Transcribe everything from the start of the records down to the line containing "<point>36,427</point>", including that line, and stop there.

======== LISTED RECORDS

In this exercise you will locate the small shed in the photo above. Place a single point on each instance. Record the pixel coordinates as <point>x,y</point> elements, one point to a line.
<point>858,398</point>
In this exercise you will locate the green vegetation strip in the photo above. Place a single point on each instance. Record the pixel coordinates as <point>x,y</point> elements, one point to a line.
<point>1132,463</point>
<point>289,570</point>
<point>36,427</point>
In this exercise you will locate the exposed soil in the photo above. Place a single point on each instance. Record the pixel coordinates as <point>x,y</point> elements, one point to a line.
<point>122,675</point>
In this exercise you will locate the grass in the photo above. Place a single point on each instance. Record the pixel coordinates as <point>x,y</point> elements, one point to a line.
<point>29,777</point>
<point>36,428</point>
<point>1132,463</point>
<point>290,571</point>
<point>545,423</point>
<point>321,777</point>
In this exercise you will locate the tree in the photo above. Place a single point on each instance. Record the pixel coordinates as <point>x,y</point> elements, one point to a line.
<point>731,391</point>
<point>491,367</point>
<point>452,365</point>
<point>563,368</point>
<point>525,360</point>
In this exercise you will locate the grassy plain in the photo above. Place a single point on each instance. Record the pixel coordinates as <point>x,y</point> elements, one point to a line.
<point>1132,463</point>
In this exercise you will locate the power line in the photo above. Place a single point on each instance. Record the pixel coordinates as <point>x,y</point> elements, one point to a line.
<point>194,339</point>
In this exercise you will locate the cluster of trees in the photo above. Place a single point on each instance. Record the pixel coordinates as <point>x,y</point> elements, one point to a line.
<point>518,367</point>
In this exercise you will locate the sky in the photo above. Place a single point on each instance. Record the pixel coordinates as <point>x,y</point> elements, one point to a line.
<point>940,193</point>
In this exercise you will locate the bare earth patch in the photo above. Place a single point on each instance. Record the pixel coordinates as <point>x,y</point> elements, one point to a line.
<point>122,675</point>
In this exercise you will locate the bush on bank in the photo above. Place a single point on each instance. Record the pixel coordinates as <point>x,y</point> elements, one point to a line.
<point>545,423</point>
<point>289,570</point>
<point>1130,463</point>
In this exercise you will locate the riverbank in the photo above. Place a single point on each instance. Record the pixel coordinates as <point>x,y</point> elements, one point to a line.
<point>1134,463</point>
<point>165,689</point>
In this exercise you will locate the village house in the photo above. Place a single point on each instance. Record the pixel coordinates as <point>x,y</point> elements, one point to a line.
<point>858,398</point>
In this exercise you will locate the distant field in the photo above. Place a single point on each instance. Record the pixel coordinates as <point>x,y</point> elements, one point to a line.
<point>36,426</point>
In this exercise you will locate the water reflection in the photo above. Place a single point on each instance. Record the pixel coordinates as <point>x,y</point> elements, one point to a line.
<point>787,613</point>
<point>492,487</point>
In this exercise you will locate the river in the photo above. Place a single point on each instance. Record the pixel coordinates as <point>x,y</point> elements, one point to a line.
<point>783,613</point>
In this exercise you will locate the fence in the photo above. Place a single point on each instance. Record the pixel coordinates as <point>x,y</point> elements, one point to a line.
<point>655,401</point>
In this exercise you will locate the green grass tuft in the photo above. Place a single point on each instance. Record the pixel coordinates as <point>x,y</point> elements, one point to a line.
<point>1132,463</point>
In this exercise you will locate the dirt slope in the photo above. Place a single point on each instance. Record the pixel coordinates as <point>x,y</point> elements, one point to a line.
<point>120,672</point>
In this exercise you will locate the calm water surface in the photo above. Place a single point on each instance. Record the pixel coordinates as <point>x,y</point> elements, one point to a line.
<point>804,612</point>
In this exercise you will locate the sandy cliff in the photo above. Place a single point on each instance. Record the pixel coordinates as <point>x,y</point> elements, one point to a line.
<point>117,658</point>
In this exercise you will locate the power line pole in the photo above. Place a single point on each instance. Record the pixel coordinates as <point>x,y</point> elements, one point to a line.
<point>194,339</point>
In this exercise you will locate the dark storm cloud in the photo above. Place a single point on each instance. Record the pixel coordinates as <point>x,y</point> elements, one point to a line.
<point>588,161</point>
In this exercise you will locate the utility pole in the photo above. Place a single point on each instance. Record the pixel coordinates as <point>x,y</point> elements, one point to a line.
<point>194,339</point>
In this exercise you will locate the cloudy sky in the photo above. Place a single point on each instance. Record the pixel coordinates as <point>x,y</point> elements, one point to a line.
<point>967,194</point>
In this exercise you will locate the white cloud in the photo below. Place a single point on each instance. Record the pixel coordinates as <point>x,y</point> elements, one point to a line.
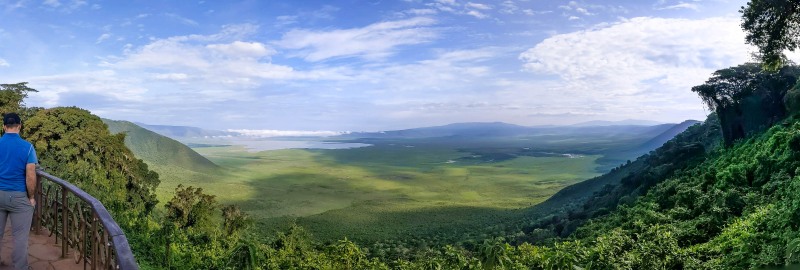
<point>373,41</point>
<point>52,3</point>
<point>181,19</point>
<point>478,6</point>
<point>616,64</point>
<point>421,11</point>
<point>172,76</point>
<point>240,49</point>
<point>477,14</point>
<point>285,133</point>
<point>102,38</point>
<point>682,6</point>
<point>104,83</point>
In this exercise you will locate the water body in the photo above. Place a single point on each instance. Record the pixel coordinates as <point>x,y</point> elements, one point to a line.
<point>258,145</point>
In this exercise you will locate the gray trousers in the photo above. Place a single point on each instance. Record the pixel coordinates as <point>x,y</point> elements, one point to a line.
<point>16,206</point>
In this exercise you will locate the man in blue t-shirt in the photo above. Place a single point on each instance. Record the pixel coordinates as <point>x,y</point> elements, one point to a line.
<point>17,187</point>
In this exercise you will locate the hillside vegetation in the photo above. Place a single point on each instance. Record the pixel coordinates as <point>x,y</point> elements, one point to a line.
<point>173,161</point>
<point>721,195</point>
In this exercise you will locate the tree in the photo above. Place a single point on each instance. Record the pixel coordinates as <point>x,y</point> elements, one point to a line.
<point>747,99</point>
<point>77,146</point>
<point>773,26</point>
<point>12,96</point>
<point>191,208</point>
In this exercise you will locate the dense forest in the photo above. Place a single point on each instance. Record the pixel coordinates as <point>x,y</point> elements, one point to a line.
<point>724,194</point>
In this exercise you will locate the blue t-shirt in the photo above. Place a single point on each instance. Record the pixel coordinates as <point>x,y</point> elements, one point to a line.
<point>15,154</point>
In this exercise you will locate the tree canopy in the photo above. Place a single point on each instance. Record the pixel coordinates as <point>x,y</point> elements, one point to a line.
<point>773,26</point>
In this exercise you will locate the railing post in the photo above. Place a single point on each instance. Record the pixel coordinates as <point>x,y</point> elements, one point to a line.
<point>105,243</point>
<point>64,216</point>
<point>95,240</point>
<point>37,195</point>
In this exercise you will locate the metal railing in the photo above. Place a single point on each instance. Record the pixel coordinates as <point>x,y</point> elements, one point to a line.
<point>80,223</point>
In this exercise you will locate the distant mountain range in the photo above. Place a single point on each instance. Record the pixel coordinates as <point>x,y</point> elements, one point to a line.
<point>185,132</point>
<point>626,122</point>
<point>500,129</point>
<point>159,151</point>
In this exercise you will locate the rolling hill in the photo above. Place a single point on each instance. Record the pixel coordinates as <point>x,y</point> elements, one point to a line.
<point>184,131</point>
<point>159,151</point>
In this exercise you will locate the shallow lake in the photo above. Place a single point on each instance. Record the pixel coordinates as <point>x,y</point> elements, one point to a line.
<point>258,145</point>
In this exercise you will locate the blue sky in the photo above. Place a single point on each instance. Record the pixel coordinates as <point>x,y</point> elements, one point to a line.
<point>369,65</point>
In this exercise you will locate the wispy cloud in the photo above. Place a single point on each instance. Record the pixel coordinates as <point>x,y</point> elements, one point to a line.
<point>682,5</point>
<point>181,19</point>
<point>662,58</point>
<point>52,3</point>
<point>102,38</point>
<point>373,41</point>
<point>264,133</point>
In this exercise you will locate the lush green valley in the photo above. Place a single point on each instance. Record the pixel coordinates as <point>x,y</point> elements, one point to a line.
<point>721,194</point>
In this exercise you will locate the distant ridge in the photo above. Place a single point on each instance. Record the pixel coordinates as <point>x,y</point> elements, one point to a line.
<point>185,131</point>
<point>667,135</point>
<point>500,129</point>
<point>626,122</point>
<point>158,151</point>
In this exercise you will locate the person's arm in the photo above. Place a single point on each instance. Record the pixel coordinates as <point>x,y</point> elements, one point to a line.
<point>30,181</point>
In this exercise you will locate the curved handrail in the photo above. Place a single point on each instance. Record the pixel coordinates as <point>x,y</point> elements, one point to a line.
<point>120,255</point>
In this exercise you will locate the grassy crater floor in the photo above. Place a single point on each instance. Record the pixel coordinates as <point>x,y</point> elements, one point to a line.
<point>378,192</point>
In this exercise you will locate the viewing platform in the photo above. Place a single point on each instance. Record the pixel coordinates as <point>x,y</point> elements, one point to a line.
<point>43,253</point>
<point>71,230</point>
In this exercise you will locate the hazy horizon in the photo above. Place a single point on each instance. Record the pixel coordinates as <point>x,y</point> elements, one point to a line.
<point>339,66</point>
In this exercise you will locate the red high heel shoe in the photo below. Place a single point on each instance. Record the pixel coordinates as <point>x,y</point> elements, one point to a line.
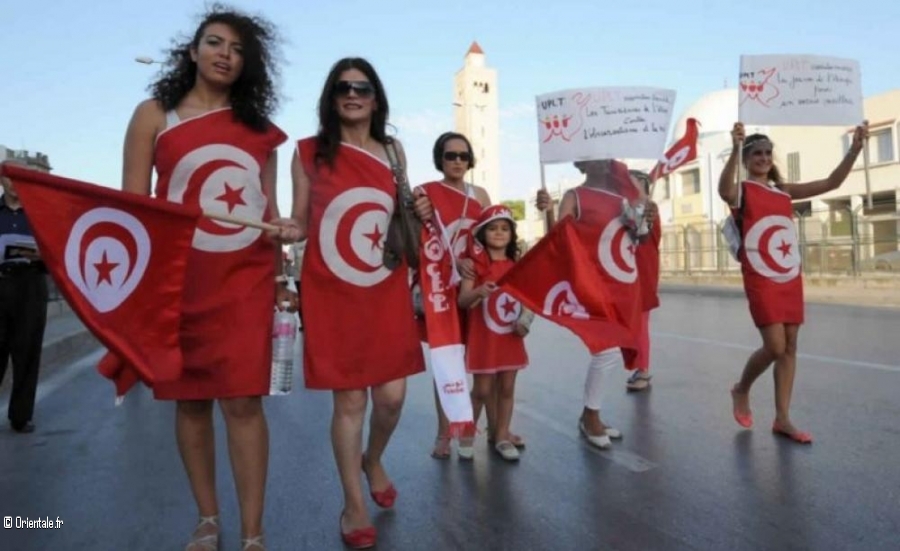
<point>385,498</point>
<point>361,538</point>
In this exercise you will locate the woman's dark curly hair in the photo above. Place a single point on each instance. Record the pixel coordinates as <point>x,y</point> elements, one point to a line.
<point>253,95</point>
<point>512,248</point>
<point>329,137</point>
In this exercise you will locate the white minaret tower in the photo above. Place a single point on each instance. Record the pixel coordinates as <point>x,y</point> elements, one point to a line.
<point>478,117</point>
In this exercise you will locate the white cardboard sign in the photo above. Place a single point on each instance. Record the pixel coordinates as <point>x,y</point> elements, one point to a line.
<point>604,123</point>
<point>800,90</point>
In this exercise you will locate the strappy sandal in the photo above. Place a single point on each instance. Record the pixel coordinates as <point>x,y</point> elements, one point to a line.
<point>256,543</point>
<point>208,542</point>
<point>441,448</point>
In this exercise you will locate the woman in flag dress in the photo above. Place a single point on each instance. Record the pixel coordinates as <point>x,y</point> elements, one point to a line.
<point>360,332</point>
<point>770,263</point>
<point>206,131</point>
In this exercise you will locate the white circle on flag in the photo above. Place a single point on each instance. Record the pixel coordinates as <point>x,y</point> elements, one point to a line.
<point>561,301</point>
<point>772,249</point>
<point>500,312</point>
<point>352,233</point>
<point>230,185</point>
<point>617,252</point>
<point>106,255</point>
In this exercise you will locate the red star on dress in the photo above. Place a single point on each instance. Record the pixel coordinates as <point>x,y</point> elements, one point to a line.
<point>785,248</point>
<point>232,197</point>
<point>375,237</point>
<point>509,306</point>
<point>104,270</point>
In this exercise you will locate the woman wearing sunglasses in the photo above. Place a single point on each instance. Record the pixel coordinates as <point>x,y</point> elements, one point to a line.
<point>458,204</point>
<point>770,263</point>
<point>358,315</point>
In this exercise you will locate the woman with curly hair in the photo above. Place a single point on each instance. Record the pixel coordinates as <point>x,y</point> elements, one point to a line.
<point>206,131</point>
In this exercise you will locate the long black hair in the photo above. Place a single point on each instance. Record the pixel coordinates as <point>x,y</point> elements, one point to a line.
<point>253,96</point>
<point>754,139</point>
<point>512,248</point>
<point>328,138</point>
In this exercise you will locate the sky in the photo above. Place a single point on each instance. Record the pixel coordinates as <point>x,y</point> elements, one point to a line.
<point>69,82</point>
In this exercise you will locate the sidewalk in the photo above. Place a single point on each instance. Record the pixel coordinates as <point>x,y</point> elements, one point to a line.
<point>875,290</point>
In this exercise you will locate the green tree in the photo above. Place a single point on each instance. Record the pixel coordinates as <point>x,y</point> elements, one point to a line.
<point>517,208</point>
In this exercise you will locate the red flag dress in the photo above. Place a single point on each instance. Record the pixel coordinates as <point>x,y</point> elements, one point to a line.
<point>616,254</point>
<point>770,255</point>
<point>458,212</point>
<point>359,327</point>
<point>226,333</point>
<point>492,344</point>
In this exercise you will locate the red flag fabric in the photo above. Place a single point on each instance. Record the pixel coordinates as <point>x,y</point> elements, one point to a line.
<point>682,152</point>
<point>560,279</point>
<point>438,279</point>
<point>647,260</point>
<point>770,255</point>
<point>492,344</point>
<point>119,259</point>
<point>358,318</point>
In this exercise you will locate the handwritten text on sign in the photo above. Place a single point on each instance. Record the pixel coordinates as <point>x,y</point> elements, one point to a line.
<point>800,90</point>
<point>604,123</point>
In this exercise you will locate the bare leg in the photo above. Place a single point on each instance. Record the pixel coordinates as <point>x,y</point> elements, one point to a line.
<point>482,392</point>
<point>506,396</point>
<point>387,403</point>
<point>442,440</point>
<point>773,347</point>
<point>196,444</point>
<point>346,440</point>
<point>248,448</point>
<point>785,368</point>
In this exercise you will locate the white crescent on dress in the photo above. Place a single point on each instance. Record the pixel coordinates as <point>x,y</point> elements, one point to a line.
<point>361,246</point>
<point>762,246</point>
<point>105,296</point>
<point>243,171</point>
<point>561,301</point>
<point>496,318</point>
<point>613,251</point>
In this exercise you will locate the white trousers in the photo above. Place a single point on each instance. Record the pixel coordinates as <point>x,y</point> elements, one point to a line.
<point>602,364</point>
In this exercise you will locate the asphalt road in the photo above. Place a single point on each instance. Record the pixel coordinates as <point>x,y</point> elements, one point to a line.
<point>684,477</point>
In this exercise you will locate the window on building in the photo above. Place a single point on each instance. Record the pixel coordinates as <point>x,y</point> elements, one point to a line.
<point>793,174</point>
<point>690,182</point>
<point>881,145</point>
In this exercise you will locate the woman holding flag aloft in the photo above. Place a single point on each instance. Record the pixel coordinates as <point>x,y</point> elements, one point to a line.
<point>770,263</point>
<point>599,202</point>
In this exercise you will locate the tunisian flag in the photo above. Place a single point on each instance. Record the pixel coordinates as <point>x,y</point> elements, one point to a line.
<point>119,259</point>
<point>682,152</point>
<point>438,279</point>
<point>560,280</point>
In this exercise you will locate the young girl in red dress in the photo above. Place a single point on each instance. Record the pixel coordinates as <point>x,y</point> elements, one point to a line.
<point>495,347</point>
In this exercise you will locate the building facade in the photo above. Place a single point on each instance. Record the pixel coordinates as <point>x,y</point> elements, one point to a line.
<point>477,116</point>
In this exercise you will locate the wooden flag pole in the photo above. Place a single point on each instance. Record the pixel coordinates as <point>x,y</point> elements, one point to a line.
<point>866,172</point>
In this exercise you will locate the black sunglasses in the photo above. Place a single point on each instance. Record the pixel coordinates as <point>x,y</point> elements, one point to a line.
<point>454,155</point>
<point>363,89</point>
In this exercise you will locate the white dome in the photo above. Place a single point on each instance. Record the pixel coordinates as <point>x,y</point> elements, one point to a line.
<point>717,112</point>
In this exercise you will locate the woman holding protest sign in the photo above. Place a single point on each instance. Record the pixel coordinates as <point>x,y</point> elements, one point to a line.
<point>344,196</point>
<point>770,262</point>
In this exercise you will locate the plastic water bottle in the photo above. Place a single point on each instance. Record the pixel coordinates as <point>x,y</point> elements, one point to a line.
<point>284,334</point>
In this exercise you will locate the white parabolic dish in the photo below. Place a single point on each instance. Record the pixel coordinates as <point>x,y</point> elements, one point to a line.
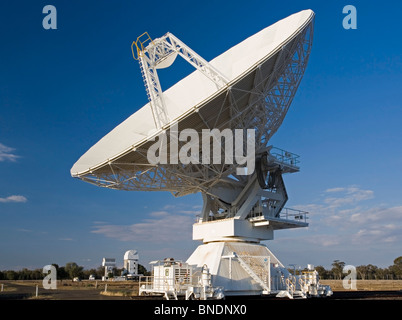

================

SOLVED PROBLEM
In this exercise you will locate the small shed in the photo above. Place a single point on each instance. Record the pixel coordinates as <point>x,y</point> elements, one point to a line.
<point>858,398</point>
In this exercise you will locate the green vegetation strip in the photo above. Place a single point on each instance. Record the pixel coordinates as <point>x,y</point> elements, one point to a line.
<point>1132,463</point>
<point>289,570</point>
<point>36,427</point>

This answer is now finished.